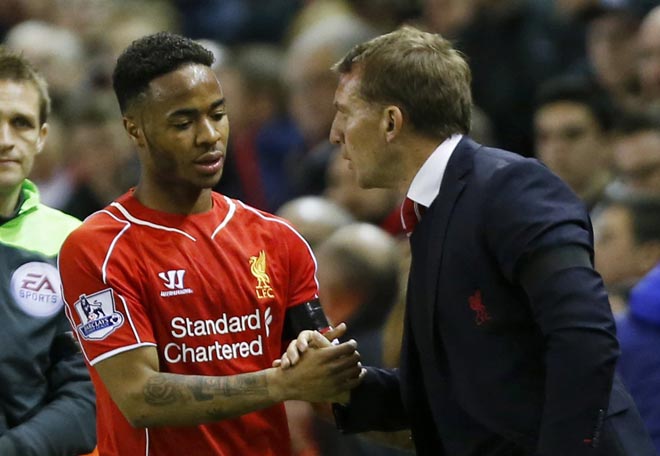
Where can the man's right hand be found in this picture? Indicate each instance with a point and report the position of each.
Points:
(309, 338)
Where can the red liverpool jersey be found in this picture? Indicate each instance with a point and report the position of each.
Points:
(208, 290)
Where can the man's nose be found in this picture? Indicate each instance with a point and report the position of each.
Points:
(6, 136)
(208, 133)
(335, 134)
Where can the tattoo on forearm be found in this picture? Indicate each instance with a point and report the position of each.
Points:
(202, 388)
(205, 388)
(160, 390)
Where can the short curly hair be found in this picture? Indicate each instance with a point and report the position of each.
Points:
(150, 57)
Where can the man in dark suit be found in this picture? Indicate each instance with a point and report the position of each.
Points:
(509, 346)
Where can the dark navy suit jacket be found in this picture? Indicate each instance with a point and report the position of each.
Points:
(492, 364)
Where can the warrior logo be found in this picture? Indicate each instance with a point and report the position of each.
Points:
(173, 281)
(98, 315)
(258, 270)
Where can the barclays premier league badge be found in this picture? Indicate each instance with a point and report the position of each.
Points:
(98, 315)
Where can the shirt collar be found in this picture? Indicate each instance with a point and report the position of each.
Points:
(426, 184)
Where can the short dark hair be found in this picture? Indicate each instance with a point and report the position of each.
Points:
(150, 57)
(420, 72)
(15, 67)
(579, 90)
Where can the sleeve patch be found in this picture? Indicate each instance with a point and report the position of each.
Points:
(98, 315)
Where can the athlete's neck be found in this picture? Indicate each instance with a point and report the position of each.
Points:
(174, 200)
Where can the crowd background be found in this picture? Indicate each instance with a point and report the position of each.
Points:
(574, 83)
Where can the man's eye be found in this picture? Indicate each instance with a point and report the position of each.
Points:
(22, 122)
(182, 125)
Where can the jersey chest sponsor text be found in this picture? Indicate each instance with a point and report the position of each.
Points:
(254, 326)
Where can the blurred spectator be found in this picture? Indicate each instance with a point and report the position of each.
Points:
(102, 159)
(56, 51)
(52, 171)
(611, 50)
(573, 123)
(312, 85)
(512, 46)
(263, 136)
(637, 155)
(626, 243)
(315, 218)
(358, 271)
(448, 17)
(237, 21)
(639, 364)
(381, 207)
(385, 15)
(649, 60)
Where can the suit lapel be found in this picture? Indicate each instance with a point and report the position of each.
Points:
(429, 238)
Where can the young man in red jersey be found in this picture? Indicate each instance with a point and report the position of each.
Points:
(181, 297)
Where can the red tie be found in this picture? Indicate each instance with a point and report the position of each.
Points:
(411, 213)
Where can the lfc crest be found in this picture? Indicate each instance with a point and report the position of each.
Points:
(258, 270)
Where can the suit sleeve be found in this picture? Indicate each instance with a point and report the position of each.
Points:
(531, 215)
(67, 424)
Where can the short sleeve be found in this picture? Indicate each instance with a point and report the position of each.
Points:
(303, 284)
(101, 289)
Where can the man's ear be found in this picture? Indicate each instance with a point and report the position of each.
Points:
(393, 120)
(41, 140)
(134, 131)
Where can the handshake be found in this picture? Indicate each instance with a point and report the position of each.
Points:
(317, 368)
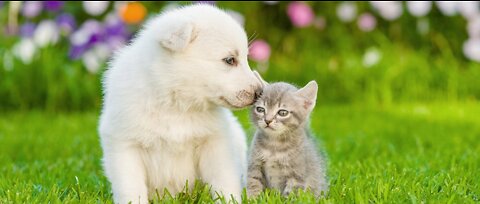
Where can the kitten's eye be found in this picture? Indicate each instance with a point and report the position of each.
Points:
==
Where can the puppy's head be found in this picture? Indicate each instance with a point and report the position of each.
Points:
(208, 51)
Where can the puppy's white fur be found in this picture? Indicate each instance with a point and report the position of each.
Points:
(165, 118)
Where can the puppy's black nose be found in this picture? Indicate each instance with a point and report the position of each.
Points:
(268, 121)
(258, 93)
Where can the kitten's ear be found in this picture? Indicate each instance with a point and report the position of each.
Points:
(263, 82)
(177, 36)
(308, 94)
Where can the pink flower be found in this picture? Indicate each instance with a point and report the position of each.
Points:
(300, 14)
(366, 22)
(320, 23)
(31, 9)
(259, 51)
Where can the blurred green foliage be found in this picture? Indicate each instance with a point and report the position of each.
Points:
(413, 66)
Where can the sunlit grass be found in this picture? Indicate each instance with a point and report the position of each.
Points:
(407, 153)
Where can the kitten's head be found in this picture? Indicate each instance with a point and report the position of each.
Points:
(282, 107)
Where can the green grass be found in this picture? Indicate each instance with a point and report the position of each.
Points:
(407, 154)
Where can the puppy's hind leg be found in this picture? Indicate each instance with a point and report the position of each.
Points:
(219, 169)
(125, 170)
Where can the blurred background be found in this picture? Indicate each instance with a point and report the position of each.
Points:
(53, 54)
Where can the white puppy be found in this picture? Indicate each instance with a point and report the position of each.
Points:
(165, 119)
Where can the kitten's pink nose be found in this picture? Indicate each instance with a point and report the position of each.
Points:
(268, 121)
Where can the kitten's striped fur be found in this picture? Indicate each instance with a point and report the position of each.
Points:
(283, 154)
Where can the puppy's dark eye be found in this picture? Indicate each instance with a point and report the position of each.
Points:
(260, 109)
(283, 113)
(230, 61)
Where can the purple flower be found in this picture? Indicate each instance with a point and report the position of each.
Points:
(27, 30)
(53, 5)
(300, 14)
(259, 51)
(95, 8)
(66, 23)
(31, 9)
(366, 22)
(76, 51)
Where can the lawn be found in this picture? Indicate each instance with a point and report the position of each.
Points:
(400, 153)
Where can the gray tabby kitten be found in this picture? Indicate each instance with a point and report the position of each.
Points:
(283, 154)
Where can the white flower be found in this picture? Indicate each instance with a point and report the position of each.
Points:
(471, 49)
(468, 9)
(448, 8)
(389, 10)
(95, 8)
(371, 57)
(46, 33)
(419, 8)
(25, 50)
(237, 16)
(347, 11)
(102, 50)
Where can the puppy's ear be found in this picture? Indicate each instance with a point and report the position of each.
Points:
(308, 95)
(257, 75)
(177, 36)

- Task to carry out -
Search the listing above for the lines with "Where can the man's right" and "Where can the crowd", then output those lines and all lines between them exactly.

- Solution to the exercise -
Where can the man's right hand be found in this picture? Indicate each instance with a point and report the position of each.
Points:
(309, 338)
Where can the red liverpool jersey be found in this picture? Indicate each instance with a point and report the position of each.
Points:
(208, 290)
Where can the man's nose be found in this picture? Indicate each instance with a point and report the position of each.
Points:
(6, 136)
(208, 133)
(335, 134)
Where can the tattoo on forearm be found in this picture? Indicate each instance with a point and report the position of each.
Points:
(202, 388)
(205, 388)
(160, 390)
Where can the short curly hair be found in this picture? Indicate each instance with a point and report the position of each.
Points:
(150, 57)
Where can the man in dark suit be found in this picture? Indicate each instance with a point and report the position of each.
Points:
(509, 346)
Where can the dark navy suit jacket be found in this picture? Indicate each instance with a point and report the position of each.
Points:
(492, 364)
Where can the warrior logo be found in this picture? Indicate each instance with a point and report the position of each.
Points:
(173, 281)
(98, 315)
(258, 270)
Where can the barclays premier league badge be found in this picture? Indicate each instance with a point and report the position of each.
Points:
(98, 315)
Where can the shirt collar be found in this picture? Indicate each instance with a point and report the position of each.
Points:
(426, 184)
Where can the short dark hair be found in this picture? Indicate each instance with a point and report the position of each.
Points:
(150, 57)
(420, 72)
(15, 67)
(579, 90)
Where can the sleeve patch be found in this picture? Indicate each instance with a point and report the position of each.
Points:
(98, 315)
Where can the athlete's neck be found in this picture? Indicate each instance with a point and report the position of each.
Points:
(174, 200)
Where can the crowd background be found in this picture? Indicate each instance with a point and report the position of each.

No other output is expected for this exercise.